§ **Set exercise**:
Reproduce the records word for word, from the very start through the line holding "top-left (0, 0), bottom-right (240, 34)", including that line.

● ● ● ● ● ● ●

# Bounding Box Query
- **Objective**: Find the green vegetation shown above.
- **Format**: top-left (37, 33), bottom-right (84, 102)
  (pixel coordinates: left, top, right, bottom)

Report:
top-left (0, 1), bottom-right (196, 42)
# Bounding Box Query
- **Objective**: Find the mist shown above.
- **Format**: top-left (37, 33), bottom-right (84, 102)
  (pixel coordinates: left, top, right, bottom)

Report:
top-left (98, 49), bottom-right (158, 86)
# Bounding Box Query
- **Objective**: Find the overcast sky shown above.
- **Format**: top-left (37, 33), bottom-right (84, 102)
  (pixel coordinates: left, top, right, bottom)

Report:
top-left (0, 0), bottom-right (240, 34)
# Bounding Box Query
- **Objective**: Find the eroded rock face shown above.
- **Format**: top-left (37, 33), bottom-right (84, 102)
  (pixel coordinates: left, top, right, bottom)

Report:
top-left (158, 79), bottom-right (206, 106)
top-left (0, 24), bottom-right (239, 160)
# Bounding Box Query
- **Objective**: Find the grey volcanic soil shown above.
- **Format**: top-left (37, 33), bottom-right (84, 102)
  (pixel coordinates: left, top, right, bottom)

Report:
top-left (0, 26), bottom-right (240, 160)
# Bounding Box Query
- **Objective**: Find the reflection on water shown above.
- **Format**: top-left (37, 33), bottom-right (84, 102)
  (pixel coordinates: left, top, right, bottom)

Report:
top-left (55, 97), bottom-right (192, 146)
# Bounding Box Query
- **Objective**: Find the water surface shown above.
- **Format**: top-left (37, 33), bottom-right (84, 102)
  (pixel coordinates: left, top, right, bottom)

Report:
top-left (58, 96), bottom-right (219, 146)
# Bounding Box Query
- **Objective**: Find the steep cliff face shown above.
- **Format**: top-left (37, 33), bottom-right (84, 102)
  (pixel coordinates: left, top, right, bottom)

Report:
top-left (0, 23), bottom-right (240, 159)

● ● ● ● ● ● ●

§ **Worked answer**:
# Bounding Box Query
- **Objective**: Find the green vegetation shown above.
- **Format**: top-left (37, 33), bottom-right (84, 102)
  (pixel coordinates: left, top, right, bottom)

Report:
top-left (0, 1), bottom-right (196, 42)
# Bounding Box Query
- **Objective**: Find the mist shown above.
- **Format**: top-left (37, 33), bottom-right (84, 102)
  (pixel coordinates: left, top, right, bottom)

Report:
top-left (98, 49), bottom-right (158, 86)
# Bounding Box Query
- **Objective**: Find the overcast sky shown above.
- **Format**: top-left (37, 33), bottom-right (84, 102)
  (pixel coordinates: left, top, right, bottom)

Report:
top-left (0, 0), bottom-right (240, 34)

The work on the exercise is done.